• Work to complete
Please render every line of the records below as a numbered list, omitting any blank lines.

## begin

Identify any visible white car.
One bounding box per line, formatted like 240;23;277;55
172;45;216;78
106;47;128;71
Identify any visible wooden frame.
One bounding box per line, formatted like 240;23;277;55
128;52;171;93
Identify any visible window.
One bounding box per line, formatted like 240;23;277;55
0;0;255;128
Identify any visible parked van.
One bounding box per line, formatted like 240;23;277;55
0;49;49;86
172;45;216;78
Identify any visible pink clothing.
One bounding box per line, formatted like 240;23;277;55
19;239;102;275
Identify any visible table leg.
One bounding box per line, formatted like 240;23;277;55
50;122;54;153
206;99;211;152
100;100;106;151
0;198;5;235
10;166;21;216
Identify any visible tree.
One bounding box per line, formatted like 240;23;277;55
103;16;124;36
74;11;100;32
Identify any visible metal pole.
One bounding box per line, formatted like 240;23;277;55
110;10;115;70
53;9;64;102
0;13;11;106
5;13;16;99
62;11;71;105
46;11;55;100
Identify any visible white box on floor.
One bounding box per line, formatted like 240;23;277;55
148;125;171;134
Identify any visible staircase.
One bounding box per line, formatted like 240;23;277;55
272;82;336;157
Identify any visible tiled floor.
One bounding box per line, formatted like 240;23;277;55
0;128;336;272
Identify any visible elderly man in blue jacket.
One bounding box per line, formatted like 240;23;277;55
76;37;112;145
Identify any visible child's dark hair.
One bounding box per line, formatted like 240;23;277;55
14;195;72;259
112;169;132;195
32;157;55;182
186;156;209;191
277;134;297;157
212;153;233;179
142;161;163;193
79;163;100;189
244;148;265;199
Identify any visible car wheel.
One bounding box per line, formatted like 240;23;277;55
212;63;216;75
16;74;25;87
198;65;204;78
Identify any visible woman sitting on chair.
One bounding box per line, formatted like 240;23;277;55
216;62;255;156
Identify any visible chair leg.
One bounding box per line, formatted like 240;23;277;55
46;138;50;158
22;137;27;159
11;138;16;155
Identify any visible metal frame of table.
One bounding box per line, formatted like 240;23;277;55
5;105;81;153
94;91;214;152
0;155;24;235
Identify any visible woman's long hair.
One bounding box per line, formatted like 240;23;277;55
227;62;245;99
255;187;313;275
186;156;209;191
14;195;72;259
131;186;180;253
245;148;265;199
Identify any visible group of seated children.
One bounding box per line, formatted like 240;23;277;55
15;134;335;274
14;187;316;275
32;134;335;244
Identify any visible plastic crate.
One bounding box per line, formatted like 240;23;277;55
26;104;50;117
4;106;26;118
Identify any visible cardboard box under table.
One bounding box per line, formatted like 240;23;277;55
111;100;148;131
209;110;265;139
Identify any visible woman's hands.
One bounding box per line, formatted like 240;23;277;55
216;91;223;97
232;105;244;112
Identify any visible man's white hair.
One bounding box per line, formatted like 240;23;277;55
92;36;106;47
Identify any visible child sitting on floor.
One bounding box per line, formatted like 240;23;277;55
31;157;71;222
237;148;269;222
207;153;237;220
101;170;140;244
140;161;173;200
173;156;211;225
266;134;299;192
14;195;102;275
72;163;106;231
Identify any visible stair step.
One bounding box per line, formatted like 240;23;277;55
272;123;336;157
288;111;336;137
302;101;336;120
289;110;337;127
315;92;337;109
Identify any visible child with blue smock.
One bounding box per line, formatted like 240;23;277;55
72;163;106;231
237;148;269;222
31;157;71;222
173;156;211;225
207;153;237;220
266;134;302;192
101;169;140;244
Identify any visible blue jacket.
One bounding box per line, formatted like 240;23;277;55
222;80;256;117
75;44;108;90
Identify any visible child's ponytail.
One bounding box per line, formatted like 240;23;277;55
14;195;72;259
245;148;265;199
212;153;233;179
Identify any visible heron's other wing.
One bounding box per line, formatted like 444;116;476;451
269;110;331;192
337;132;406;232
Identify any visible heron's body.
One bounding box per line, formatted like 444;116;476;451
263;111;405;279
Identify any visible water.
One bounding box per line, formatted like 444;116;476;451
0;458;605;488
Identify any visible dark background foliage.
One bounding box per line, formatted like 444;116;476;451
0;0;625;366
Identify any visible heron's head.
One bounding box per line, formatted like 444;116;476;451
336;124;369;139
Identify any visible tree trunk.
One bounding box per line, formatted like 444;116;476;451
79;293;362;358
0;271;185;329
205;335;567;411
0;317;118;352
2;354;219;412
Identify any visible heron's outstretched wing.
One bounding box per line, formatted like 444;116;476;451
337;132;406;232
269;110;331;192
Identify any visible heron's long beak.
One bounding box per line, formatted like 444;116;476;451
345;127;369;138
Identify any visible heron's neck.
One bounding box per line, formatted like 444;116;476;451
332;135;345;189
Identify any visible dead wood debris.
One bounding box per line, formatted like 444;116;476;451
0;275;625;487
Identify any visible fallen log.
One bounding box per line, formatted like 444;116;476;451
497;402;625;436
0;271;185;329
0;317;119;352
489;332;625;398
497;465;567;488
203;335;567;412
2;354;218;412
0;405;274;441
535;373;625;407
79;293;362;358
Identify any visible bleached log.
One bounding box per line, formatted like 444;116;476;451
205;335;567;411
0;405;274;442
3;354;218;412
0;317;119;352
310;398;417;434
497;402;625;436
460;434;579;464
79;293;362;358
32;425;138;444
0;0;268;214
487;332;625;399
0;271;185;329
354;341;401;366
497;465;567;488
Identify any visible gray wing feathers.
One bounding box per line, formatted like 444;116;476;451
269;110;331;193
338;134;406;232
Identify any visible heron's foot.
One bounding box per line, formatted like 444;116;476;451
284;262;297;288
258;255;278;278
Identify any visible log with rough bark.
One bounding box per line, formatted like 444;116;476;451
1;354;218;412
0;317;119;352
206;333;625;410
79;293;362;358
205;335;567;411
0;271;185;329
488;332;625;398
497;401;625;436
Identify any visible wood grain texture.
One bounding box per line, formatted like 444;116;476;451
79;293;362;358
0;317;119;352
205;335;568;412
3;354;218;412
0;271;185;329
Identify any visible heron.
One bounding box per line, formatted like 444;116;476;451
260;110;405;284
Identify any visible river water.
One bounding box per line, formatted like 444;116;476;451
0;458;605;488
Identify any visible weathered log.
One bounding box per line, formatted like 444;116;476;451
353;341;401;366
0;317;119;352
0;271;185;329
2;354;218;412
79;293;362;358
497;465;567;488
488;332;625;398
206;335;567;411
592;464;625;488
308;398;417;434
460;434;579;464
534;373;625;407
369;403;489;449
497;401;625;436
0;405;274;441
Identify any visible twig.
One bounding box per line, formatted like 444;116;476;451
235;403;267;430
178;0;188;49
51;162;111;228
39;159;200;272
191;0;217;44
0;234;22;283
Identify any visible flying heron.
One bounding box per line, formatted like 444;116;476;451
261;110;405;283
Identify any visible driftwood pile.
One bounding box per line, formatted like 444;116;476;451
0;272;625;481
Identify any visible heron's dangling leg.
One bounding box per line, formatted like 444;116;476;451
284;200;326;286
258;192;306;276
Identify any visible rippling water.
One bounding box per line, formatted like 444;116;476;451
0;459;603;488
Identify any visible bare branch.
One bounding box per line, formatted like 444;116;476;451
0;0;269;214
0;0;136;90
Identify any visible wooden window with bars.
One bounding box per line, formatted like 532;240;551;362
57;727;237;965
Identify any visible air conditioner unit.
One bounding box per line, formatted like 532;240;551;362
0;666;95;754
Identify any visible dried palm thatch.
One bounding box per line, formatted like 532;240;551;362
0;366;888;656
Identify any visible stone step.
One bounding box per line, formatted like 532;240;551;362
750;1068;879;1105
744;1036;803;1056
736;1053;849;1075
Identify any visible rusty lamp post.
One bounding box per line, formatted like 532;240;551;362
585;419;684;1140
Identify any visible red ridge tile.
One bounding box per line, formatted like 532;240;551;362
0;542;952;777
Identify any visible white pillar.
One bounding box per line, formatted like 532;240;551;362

## end

• Exercise result
1. Identify any visible white car.
2. One bounding box per line, formatted like 240;23;277;55
3. 172;45;216;78
4. 106;47;128;71
5. Identify any visible wooden frame.
6. One bounding box per line, formatted like 240;23;277;55
7. 128;52;171;93
8. Identify any visible window.
9. One bounding box per line, formatted like 240;23;277;55
10. 0;0;255;128
11. Identify any visible parked van.
12. One bounding box per line, formatted like 240;23;277;55
13. 0;49;49;86
14. 172;45;216;78
15. Identify any visible pink clothing.
16. One bounding box per line, formatted like 240;23;277;55
17. 19;239;102;275
18. Identify any visible table leg.
19. One bounding box per line, formatted like 240;23;277;55
20. 50;122;54;153
21. 206;99;211;152
22. 100;100;106;151
23. 0;198;5;235
24. 10;166;21;216
25. Identify any visible tree.
26. One bounding box per line, formatted like 240;23;277;55
27. 103;16;124;36
28. 74;11;100;32
29. Identify any visible metal pole.
30. One bounding box per line, formatted like 240;23;277;55
31. 110;10;115;70
32. 53;9;64;102
33. 0;13;11;106
34. 5;13;16;99
35. 62;11;71;105
36. 46;11;55;100
37. Identify any visible white box on floor.
38. One bounding box per line, formatted like 240;23;277;55
39. 148;125;171;134
40. Identify any visible staircase.
41. One bounding box per line, formatted like 240;23;277;55
42. 272;82;336;157
43. Identify any visible tiled floor.
44. One bounding box per line, formatted like 240;23;277;55
45. 0;128;336;272
46. Identify any visible elderly man in blue jacket.
47. One bounding box per line, formatted like 240;23;277;55
48. 76;37;112;145
49. Identify any visible child's dark hair.
50. One bounding box per line, formatted like 240;23;277;55
51. 14;195;72;259
52. 112;169;132;195
53. 32;157;55;182
54. 186;156;209;191
55. 277;134;297;157
56. 212;153;233;179
57. 142;161;163;193
58. 79;163;100;189
59. 244;148;265;199
60. Identify any visible car wheel.
61. One bounding box per line, formatted like 240;23;277;55
62. 212;63;216;75
63. 16;74;25;87
64. 198;65;204;78
65. Identify any visible woman sitting on chair.
66. One bounding box per line, formatted like 240;23;277;55
67. 216;62;255;156
68. Identify any visible chair leg.
69. One bounding box per line, formatted like 240;23;277;55
70. 46;138;50;158
71. 22;137;27;159
72. 11;138;16;155
73. Identify any visible metal frame of table.
74. One bounding box per line, formatted like 240;23;277;55
75. 5;105;81;153
76. 94;91;214;152
77. 0;155;24;235
78. Identify any visible woman's long hair.
79. One bounding box per line, formatted like 240;23;277;55
80. 227;62;245;99
81. 255;187;313;275
82. 186;156;209;191
83. 14;195;72;259
84. 131;186;180;253
85. 245;148;265;199
86. Identify any visible group of seated children.
87. One bounding box per line, formatted like 240;23;277;55
88. 15;134;335;274
89. 14;187;316;275
90. 32;134;335;244
91. Identify any visible plastic crate.
92. One bounding box per line, formatted like 240;23;277;55
93. 26;104;50;117
94. 4;106;26;118
95. Identify any visible cardboard box under table.
96. One bounding box per line, formatted like 240;23;277;55
97. 111;100;148;131
98. 209;110;265;139
99. Identify any visible woman's hands.
100. One bounding box per line, formatted like 240;23;277;55
101. 216;91;223;97
102. 232;105;244;112
103. Identify any visible man's white hair.
104. One bounding box per line, formatted like 240;23;277;55
105. 92;36;106;47
106. Identify any visible child sitting on floor.
107. One bounding box per line, formatted like 240;23;277;55
108. 31;157;71;222
109. 237;148;269;222
110. 207;153;237;220
111. 101;170;140;244
112. 140;161;173;200
113. 173;156;211;225
114. 266;134;299;192
115. 14;195;102;275
116. 72;163;106;231
117. Identify any visible stair step.
118. One bounding box per line, formatted like 240;23;277;55
119. 272;123;336;157
120. 288;111;336;137
121. 302;101;336;120
122. 289;110;337;127
123. 315;92;337;109
124. Identify any visible child with blue smock.
125. One bounding box per line, formatted like 240;23;277;55
126. 72;163;106;231
127. 237;148;269;222
128. 31;157;71;222
129. 173;156;211;225
130. 207;153;237;220
131. 266;134;302;192
132. 101;169;140;244
133. Identify any visible blue jacket.
134. One bounding box per line, formatted like 240;23;277;55
135. 222;80;256;117
136. 75;44;108;90
137. Identify any visible child's ponytail.
138. One bounding box per line, formatted like 240;23;277;55
139. 14;195;72;259
140. 245;148;265;199
141. 212;153;233;179
142. Identify any visible heron's other wing.
143. One bounding box per line, formatted like 444;116;476;451
144. 269;110;331;192
145. 337;132;406;232
146. Identify any visible heron's body.
147. One bounding box per line, formatted like 444;116;476;451
148. 263;111;405;279
149. Identify any visible water.
150. One bounding box per line, formatted like 444;116;476;451
151. 0;458;605;488
152. Identify any visible dark background foliage.
153. One bounding box per line, formatted like 444;116;476;451
154. 0;0;625;366
155. Identify any visible heron's head.
156. One bounding box per line, formatted like 444;116;476;451
157. 336;124;369;139
158. Identify any visible tree trunk.
159. One bounding box per line, formatted like 444;116;476;451
160. 79;293;362;358
161. 0;271;185;329
162. 205;335;567;411
163. 0;317;118;352
164. 2;354;219;412
165. Identify any visible heron's outstretched wing.
166. One bounding box per line, formatted like 444;116;476;451
167. 337;132;406;232
168. 269;110;331;192
169. Identify any visible heron's long beak.
170. One bounding box per line, formatted like 444;116;476;451
171. 345;127;369;138
172. Identify any visible heron's neck.
173. One bounding box per line, formatted like 444;116;476;451
174. 332;135;345;189
175. Identify any visible dead wood debris.
176. One bounding box per line, formatted like 444;116;476;451
177. 0;275;625;487
178. Identify any visible fallen log.
179. One bounding box per line, formatted like 444;116;476;451
180. 497;402;625;436
181. 0;271;185;329
182. 0;317;119;352
183. 489;332;625;398
184. 497;465;567;488
185. 203;335;567;412
186. 2;354;218;412
187. 0;405;274;441
188. 535;373;625;407
189. 79;293;362;358
190. Identify any visible bleached log.
191. One bounding box per line, formatted like 444;116;476;451
192. 205;335;567;411
193. 0;405;274;442
194. 3;354;218;412
195. 0;317;119;352
196. 310;398;417;434
197. 497;402;625;436
198. 460;434;579;464
199. 79;293;362;358
200. 32;425;138;444
201. 0;0;268;214
202. 487;332;625;399
203. 0;271;185;329
204. 354;341;401;366
205. 497;465;567;488
206. Identify any visible gray wing feathers.
207. One bounding box per line, formatted like 444;116;476;451
208. 269;110;331;193
209. 338;134;406;232
210. Identify any visible heron's foot.
211. One bounding box per line, formatted like 444;116;476;451
212. 284;262;297;288
213. 258;255;278;278
214. Identify any visible log with rough bark.
215. One bounding box per line, formatted like 444;116;476;451
216. 1;354;218;412
217. 0;317;119;352
218. 206;333;625;410
219. 79;293;362;358
220. 205;335;567;411
221. 0;271;185;329
222. 488;332;625;398
223. 497;401;625;436
224. Identify any visible wood grain texture.
225. One bounding box per line, formatted like 444;116;476;451
226. 79;293;362;358
227. 0;317;119;352
228. 205;335;568;412
229. 3;354;218;412
230. 0;271;185;329
231. Identify any visible heron.
232. One bounding box per line, formatted like 444;116;476;451
233. 260;110;405;284
234. Identify any visible river water.
235. One bounding box per line, formatted like 444;116;476;451
236. 0;458;605;488
237. Identify any visible weathered log.
238. One bounding box per line, formatted like 444;116;476;451
239. 353;341;401;366
240. 0;317;119;352
241. 0;271;185;329
242. 2;354;218;412
243. 79;293;362;358
244. 497;465;567;488
245. 488;332;625;398
246. 206;335;567;411
247. 592;464;625;488
248. 308;398;417;434
249. 460;434;579;464
250. 534;373;625;407
251. 369;403;489;449
252. 497;401;625;436
253. 0;405;274;441
254. Identify any visible twig.
255. One bounding box per line, formatted like 444;116;476;451
256. 235;403;267;430
257. 178;0;188;49
258. 51;162;111;228
259. 39;159;200;272
260. 191;0;217;44
261. 0;234;22;283
262. Identify any visible flying heron.
263. One bounding box per line, formatted like 444;116;476;451
264. 261;110;405;283
265. Identify any visible driftwood pile.
266. One bounding box per line, formatted like 444;116;476;451
267. 0;272;625;481
268. Identify any visible heron's dangling leg.
269. One bounding box per line, formatted like 444;116;476;451
270. 284;200;326;286
271. 258;192;306;276
272. Identify any visible rippling water.
273. One bounding box per line, formatted like 444;116;476;451
274. 0;459;603;488
275. Identify any visible bare branch.
276. One bounding box per line, formatted like 444;116;476;451
277. 0;0;269;214
278. 0;0;136;90
279. Identify any visible wooden window with bars.
280. One bounding box per line, formatted like 532;240;551;362
281. 57;727;237;965
282. Identify any visible air conditioner unit.
283. One bounding box per line, formatted like 532;240;551;362
284. 0;666;95;754
285. Identify any visible dried palm thatch.
286. One bounding box per line, formatted like 532;240;551;362
287. 0;366;888;656
288. Identify any visible stone step.
289. One bounding box per line, formatted like 532;240;551;362
290. 750;1068;879;1105
291. 744;1036;803;1056
292. 736;1053;849;1075
293. Identify any visible rusty lamp post.
294. One bounding box per line, formatted like 532;240;551;362
295. 585;419;684;1140
296. Identify any visible red ridge tile.
297. One bounding box per line, formatted like 532;240;551;362
298. 0;542;952;777
299. Identify any visible white pillar.
300. One bounding box per line, formatted like 532;240;551;362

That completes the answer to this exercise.